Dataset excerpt
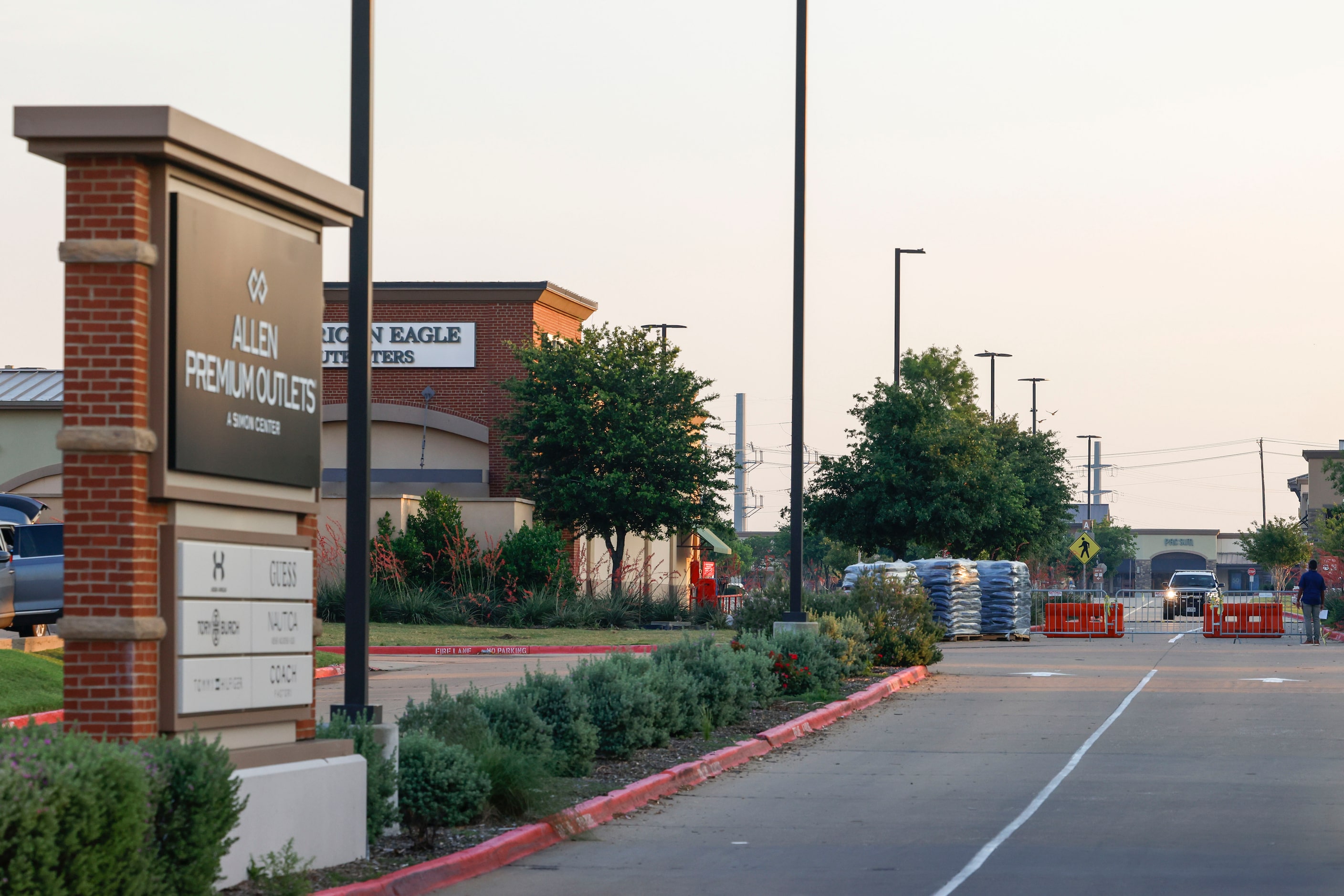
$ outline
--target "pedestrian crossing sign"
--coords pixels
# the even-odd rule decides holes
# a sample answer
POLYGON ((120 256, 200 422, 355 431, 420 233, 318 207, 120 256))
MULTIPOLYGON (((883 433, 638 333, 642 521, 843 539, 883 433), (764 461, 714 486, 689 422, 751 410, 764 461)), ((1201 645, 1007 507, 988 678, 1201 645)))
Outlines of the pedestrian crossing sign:
POLYGON ((1090 535, 1083 532, 1082 535, 1078 536, 1077 541, 1068 545, 1068 549, 1073 551, 1074 556, 1082 560, 1083 563, 1091 563, 1093 560, 1097 559, 1097 552, 1101 551, 1101 547, 1098 547, 1097 543, 1091 540, 1090 535))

- _EXERCISE DIRECTIONS_
Would you copy out every line of the entries above word for word, leaving the pictures out?

- _RESPONSE FOR THIS EXERCISE_
$ outline
--target "pedestrian crossing sign"
--coords pixels
# the even-odd rule decides holes
# a sample answer
POLYGON ((120 256, 200 422, 355 431, 420 233, 318 207, 120 256))
MULTIPOLYGON (((883 433, 638 333, 642 521, 843 539, 883 433), (764 461, 714 486, 689 422, 751 410, 764 461)), ((1201 645, 1007 507, 988 678, 1201 645)))
Outlines of the pedestrian crossing sign:
POLYGON ((1090 535, 1083 532, 1082 535, 1078 536, 1077 541, 1068 545, 1068 549, 1073 551, 1074 556, 1082 560, 1083 563, 1091 563, 1093 560, 1097 559, 1097 552, 1101 551, 1101 547, 1098 547, 1097 543, 1091 540, 1090 535))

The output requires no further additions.